### What to work on
a – In the piece on late-night television, what does the applause sign say when the musical guest performs?
b – Reproduce the piece on late-night television from "In an era where" up to and including "you've truly arrived?".

### Extract provided
In an era where every celebrity has a podcast and every news cycle feels like a rejected SNL sketch, late-night television is valiantly striving to maintain its relevance. Sometimes, though, it transcends entertainment and achieves a state of pure, unadulterated absurdity. How do you know when you've truly arrived?

1. The much-hyped musical guest, "The Screaming Cauliflowers," turns out to be the host's nephew playing a kazoo over a backing track, and the applause sign explicitly says "Clap harder, Aunt Carol." You suspect nepotism has reached a new, brassy low.

2. An A-list actor promoting their serious Oscar-bait drama is inexplicably asked to demonstrate their hidden talent: perfectly mimicking the sound of a vacuum cleaner sucking up a rogue cheerio. The segment runs longer than the movie trailer, and the host is genuinely mesmerized.

### Data excerpts
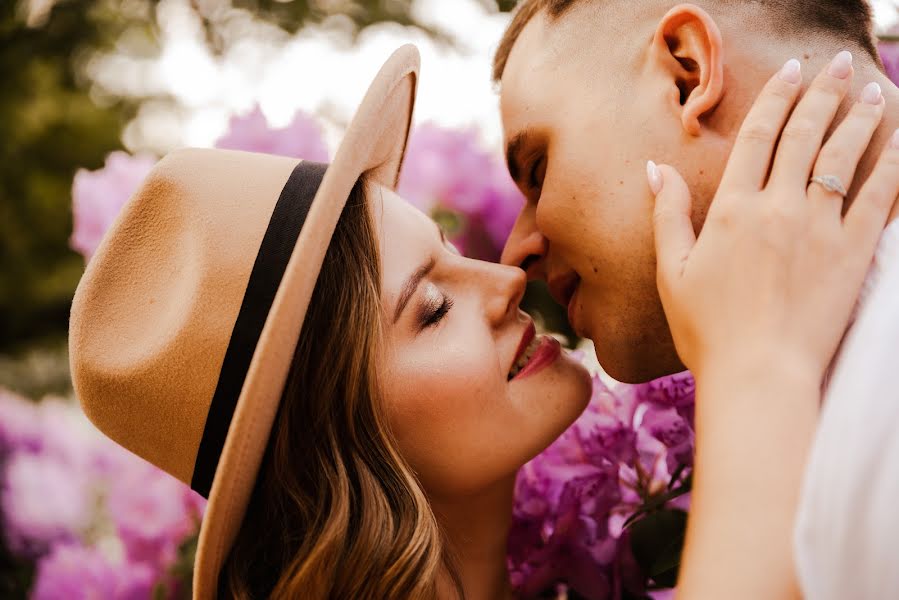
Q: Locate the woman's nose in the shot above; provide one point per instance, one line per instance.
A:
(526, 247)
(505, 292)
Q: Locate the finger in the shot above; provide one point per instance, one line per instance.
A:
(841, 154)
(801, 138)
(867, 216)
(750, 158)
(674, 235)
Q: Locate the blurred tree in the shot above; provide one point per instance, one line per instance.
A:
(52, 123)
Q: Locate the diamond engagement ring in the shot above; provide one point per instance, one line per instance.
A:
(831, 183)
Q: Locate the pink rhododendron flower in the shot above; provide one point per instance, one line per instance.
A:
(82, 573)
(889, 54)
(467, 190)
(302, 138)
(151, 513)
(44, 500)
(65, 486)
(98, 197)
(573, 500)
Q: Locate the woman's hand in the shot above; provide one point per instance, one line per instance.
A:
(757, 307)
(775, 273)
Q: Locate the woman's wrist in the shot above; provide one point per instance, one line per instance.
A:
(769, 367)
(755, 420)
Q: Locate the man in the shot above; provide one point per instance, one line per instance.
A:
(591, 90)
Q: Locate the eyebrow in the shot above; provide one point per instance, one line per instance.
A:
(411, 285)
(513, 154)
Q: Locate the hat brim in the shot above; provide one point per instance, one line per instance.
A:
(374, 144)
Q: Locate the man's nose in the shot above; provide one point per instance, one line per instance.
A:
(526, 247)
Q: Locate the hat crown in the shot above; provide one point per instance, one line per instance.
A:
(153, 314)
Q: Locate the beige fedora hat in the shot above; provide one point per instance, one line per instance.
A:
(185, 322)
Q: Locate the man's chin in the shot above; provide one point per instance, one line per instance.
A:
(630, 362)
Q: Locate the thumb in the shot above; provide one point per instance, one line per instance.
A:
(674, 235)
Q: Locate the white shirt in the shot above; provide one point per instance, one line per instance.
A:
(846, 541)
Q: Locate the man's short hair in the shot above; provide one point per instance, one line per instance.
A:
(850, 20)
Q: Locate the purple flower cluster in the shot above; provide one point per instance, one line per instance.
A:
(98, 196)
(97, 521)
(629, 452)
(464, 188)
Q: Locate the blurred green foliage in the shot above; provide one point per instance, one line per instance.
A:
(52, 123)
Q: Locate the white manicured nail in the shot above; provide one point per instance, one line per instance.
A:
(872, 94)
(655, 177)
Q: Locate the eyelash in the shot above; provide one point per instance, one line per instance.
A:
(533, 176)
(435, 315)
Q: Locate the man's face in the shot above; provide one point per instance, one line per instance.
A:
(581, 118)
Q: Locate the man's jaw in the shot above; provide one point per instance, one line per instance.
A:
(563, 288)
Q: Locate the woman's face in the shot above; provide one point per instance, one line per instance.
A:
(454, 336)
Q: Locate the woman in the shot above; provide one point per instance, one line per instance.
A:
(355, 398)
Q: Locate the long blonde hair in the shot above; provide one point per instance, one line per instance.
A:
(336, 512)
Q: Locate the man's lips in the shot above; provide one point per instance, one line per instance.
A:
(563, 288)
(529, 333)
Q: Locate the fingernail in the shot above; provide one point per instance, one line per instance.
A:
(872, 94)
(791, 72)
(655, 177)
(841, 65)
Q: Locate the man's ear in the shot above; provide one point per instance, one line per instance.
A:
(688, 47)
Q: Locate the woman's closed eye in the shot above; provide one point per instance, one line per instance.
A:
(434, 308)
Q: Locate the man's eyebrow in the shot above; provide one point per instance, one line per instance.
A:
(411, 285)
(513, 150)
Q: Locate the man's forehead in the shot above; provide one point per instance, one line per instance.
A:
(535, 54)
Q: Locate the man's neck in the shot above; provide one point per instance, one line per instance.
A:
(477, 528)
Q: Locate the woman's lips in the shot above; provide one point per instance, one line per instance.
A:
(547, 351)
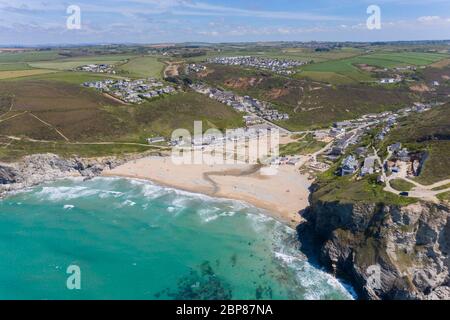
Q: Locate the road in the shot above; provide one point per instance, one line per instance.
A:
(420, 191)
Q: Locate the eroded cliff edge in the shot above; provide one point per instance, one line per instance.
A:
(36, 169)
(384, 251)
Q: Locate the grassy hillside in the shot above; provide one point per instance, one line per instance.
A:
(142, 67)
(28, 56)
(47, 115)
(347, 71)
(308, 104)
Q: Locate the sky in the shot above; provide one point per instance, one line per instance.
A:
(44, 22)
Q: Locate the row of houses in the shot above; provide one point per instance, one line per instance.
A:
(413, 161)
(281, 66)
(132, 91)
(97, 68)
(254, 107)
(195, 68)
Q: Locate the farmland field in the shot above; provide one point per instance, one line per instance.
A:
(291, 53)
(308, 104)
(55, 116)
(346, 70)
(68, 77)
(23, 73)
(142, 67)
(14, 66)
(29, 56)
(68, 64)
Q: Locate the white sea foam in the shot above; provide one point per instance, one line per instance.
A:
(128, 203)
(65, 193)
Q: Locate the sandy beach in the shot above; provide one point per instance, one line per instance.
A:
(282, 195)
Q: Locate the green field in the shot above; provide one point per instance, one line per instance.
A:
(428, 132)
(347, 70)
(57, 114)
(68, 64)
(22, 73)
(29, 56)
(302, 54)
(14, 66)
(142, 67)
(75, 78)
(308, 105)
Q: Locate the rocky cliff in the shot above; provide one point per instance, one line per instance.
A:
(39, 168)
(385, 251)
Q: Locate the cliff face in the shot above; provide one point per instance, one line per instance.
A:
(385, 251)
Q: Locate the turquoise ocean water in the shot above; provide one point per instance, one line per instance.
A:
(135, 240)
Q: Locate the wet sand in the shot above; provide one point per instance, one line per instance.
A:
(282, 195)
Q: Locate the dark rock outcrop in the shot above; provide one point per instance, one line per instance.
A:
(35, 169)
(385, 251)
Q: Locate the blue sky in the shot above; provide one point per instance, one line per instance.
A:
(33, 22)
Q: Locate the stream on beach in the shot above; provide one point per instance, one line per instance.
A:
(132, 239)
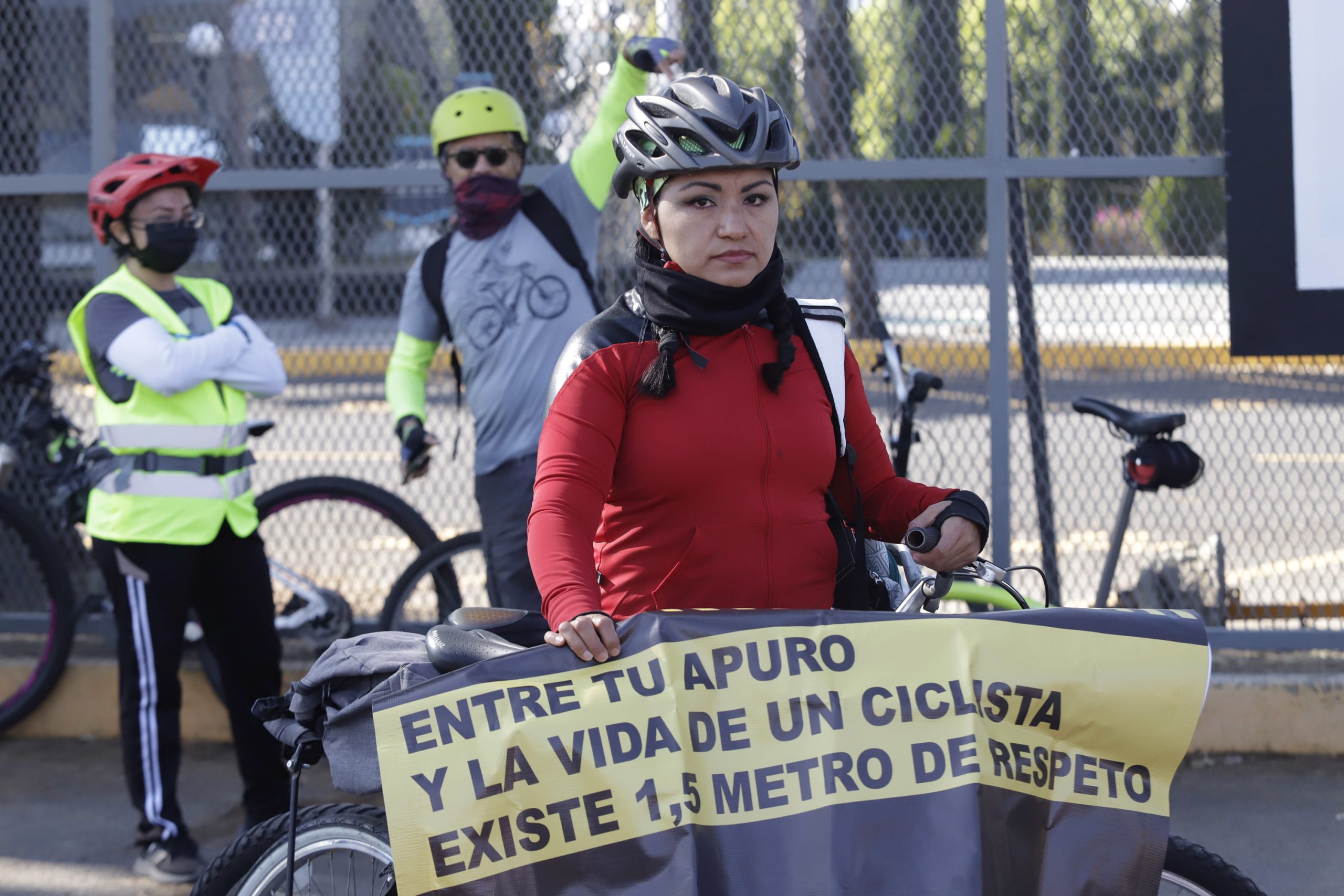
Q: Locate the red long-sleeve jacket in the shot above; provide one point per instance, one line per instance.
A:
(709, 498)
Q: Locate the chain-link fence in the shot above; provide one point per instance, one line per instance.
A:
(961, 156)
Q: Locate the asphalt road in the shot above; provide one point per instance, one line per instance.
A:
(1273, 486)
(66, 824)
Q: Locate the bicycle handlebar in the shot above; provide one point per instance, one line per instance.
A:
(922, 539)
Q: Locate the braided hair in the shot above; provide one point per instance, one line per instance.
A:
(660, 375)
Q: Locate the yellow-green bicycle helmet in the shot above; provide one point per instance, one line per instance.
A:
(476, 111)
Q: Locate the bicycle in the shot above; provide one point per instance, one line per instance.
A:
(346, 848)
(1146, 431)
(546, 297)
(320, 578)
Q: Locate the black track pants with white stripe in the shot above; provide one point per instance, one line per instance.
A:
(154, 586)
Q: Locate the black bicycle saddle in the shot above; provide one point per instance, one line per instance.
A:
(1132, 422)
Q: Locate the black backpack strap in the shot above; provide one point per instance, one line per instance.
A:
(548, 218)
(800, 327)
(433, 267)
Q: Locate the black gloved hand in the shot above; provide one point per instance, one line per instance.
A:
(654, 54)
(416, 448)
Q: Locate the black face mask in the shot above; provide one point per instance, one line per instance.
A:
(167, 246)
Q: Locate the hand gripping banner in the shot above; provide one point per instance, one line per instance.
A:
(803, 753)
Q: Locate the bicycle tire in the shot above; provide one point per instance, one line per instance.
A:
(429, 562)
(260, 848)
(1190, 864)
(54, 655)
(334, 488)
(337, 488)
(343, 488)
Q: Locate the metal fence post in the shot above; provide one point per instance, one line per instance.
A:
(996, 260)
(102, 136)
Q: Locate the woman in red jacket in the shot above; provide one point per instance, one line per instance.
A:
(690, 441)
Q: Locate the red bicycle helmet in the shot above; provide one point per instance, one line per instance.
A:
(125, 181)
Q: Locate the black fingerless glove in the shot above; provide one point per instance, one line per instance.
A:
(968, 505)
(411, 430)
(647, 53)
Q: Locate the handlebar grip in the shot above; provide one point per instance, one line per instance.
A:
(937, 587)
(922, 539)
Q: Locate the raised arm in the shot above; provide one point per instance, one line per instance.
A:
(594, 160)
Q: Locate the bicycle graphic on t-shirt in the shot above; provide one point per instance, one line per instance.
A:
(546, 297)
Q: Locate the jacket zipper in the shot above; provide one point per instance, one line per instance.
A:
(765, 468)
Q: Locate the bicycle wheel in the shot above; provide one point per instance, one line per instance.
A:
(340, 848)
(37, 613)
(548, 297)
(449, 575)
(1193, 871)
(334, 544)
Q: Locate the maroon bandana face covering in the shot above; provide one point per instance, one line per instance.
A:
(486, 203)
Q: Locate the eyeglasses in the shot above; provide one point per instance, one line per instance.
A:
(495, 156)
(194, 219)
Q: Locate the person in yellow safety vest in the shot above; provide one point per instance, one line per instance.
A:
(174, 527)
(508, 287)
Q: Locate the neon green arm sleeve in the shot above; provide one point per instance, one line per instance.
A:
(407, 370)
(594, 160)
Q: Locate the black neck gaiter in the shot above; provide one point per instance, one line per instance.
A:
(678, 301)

### Answers to the exercise
a – "Clap harder, Aunt Carol."

b –
In an era where every celebrity has a podcast and every news cycle feels like a rejected SNL sketch, late-night television is valiantly striving to maintain its relevance. Sometimes, though, it transcends entertainment and achieves a state of pure, unadulterated absurdity. How do you know when you've truly arrived?